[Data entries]

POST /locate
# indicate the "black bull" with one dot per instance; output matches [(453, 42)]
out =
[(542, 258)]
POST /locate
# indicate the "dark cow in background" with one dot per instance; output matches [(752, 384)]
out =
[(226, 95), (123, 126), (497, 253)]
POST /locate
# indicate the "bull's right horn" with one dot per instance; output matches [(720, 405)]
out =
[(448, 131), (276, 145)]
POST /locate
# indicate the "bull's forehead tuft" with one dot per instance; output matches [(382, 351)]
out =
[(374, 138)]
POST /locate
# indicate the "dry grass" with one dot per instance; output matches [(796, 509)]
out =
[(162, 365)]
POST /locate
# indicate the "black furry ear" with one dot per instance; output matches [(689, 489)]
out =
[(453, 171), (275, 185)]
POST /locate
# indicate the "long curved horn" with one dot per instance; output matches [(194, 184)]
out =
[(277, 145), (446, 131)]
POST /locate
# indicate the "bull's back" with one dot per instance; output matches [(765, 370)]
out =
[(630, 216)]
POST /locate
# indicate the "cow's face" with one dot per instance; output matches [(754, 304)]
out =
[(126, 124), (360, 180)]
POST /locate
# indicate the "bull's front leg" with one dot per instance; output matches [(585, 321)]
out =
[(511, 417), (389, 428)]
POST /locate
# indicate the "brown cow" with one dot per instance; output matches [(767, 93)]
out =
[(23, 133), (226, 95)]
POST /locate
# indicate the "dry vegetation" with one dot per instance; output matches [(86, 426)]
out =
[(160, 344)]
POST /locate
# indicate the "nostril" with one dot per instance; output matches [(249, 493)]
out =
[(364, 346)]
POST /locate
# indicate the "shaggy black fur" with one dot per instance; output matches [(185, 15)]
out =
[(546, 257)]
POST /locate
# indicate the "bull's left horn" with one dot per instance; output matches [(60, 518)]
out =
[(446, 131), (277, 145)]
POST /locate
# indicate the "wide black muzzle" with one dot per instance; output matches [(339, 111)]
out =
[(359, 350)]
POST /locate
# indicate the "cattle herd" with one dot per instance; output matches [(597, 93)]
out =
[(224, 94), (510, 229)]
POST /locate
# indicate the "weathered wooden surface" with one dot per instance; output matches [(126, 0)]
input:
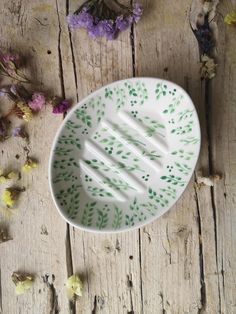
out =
[(183, 263)]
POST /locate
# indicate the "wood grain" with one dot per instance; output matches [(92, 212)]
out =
[(39, 234), (185, 262)]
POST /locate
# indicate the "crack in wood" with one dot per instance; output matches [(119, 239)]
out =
[(195, 14), (132, 41), (208, 105), (69, 262), (140, 269), (94, 310), (201, 258), (60, 53), (162, 303), (54, 306), (0, 292), (72, 53)]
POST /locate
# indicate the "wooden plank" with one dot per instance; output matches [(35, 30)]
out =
[(222, 131), (39, 233), (165, 37), (110, 263)]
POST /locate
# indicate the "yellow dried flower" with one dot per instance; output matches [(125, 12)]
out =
[(9, 176), (26, 111), (12, 175), (29, 165), (23, 282), (74, 287), (7, 198), (208, 67), (2, 179), (4, 237), (230, 18)]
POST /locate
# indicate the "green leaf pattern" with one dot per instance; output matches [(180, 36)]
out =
[(64, 164)]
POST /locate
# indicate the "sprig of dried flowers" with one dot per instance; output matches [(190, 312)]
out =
[(23, 282), (104, 18), (205, 37), (4, 237), (230, 18), (25, 104)]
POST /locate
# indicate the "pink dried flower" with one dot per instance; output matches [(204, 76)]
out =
[(61, 107), (37, 102)]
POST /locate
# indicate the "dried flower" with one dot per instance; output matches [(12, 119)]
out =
[(4, 125), (137, 12), (19, 132), (8, 176), (4, 236), (8, 198), (29, 165), (74, 287), (10, 195), (101, 20), (61, 107), (230, 18), (208, 67), (37, 102), (123, 22), (205, 36), (23, 282), (23, 111), (8, 212), (9, 66), (16, 132)]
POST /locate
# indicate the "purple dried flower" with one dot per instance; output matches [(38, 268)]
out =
[(37, 102), (16, 131), (83, 19), (3, 128), (3, 91), (137, 12), (108, 29), (122, 23), (61, 107)]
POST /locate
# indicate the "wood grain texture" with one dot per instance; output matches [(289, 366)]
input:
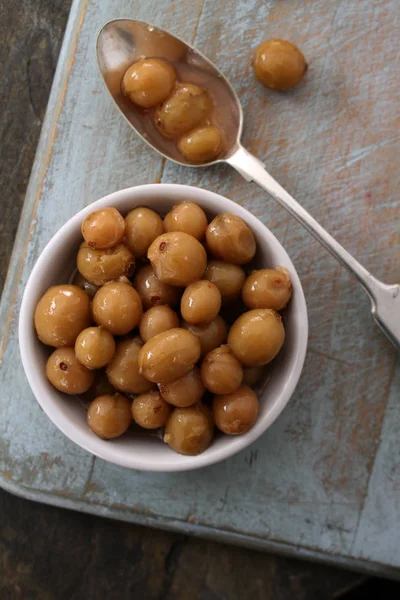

[WORK TO DO] Transcribe every line of the material above word for word, leaving the pictures out of your answer.

[RESPONSE BELOW]
POST /locate
# indicate the "black bull" with one dot per instance; output matches [(453, 42)]
out =
[(542, 258)]
POST /locate
# indicate the "dark cow in background" with one dot per instance; output matches [(752, 384)]
out =
[(226, 95), (123, 126), (497, 253)]
POST /locate
# indicate the "bull's right horn" with one dot per instance; output matches [(720, 405)]
out =
[(448, 131), (276, 145)]
POST /locate
# indicate the "bull's forehead tuft" with one dot per instance; output matches [(382, 351)]
out =
[(374, 138)]
POST /locate
# indicate the "dry grass" with one dot per instance; output matches [(796, 509)]
out =
[(162, 365)]
POST /locate
# indicate the "black furry ear" with one dot per instance; output matches [(689, 489)]
out =
[(453, 171), (275, 185)]
POST /locate
# indicate the "long curved horn" with one dot per instance; output matches [(194, 184)]
out =
[(277, 145), (446, 131)]
POST /locate
# indicate the "bull's back" with one dot per instance; output matches [(765, 370)]
out =
[(630, 216)]
POST /locate
# indicate the "cow's face" with one dot per instance; output matches [(754, 304)]
out =
[(126, 124), (360, 180)]
POST /locate
# indicate the "bull's front leg" with one dot per instance; output matches [(585, 321)]
out =
[(511, 417), (389, 428)]
POST /locate
# indicate the "brown cow" with one dot per instance; output matches [(767, 93)]
out =
[(23, 133), (226, 95)]
POST /locate
# indicate the "dry vegetation" with one dot per instance; output matches [(86, 426)]
out =
[(160, 344)]
POST /locate
# indicate the "nostril" with one dot per instance; output matches [(249, 493)]
out =
[(364, 346)]
POST /locate
# indicate the "shaggy black fur" with one dot per instance; output matches [(185, 15)]
out =
[(546, 257)]
POST /locate
# indicate the "bull's left horn" with one dot per instance; output matches [(60, 518)]
out =
[(446, 131), (277, 145)]
POST /locate
# indicate the "wide black muzzle" with one dot per instance; output matches [(339, 111)]
out =
[(359, 350)]
POST /locate
# indicate the "cattle herd" with one dot per instance; output matches [(597, 93)]
out =
[(224, 94), (510, 229)]
POST /locate
# indicate the "weathered wooden surface" with one dot per instance; output matches [(126, 0)]
input:
out =
[(183, 263)]
POST /locate
# indicate the "wood grain" with one dot per instance; output matches [(92, 212)]
out =
[(39, 234), (185, 262)]
POST /locate
# indicate the "crack in wood" with one dot per instance; output matches [(119, 239)]
out =
[(195, 14), (132, 41), (208, 105), (69, 262), (140, 269), (94, 310), (201, 258), (60, 53), (162, 303), (54, 306), (0, 292), (72, 53)]
POST /locate
# indicate the "wooden plank" with one dot per instance; output matches [(35, 30)]
out =
[(222, 131), (39, 233), (165, 37), (110, 263)]
POST /locate
# indicate the "yellow dried flower" with one dot per instance; output matches [(125, 12)]
out =
[(9, 176), (26, 111), (12, 175), (29, 165), (23, 282), (74, 287), (7, 198), (208, 67), (2, 179), (4, 237), (230, 18)]
POST /locate
# indicate the "green leaf pattern" with one dot per instance; output matches [(180, 36)]
out =
[(64, 164)]
POST /locate
# indicate the "sprig of dried flowers" with one dot per instance; output matches [(190, 312)]
out =
[(23, 282), (104, 18), (205, 37), (4, 237), (230, 18), (25, 104)]
POST /locate
# indicate the "pink dried flower" with one dot per instance; output matches [(204, 76)]
out =
[(61, 107), (37, 102)]
POST /locate
# indicate the "dried flower" with one dot per instance; output matches [(12, 119)]
out =
[(4, 125), (137, 12), (19, 132), (8, 176), (4, 236), (8, 198), (29, 165), (74, 287), (10, 195), (101, 20), (61, 107), (230, 18), (208, 67), (37, 102), (123, 22), (205, 36), (23, 282), (23, 111), (8, 212), (9, 66), (16, 132)]
POST /locate
# indicate the "purple dried flower" with one dot per instance; output matches [(38, 268)]
out =
[(37, 102), (16, 131), (83, 19), (3, 128), (3, 91), (137, 12), (108, 29), (122, 23), (61, 107)]
POST /locate
# indicate the "wood grain texture" with one dot per instance; output matches [(289, 366)]
input:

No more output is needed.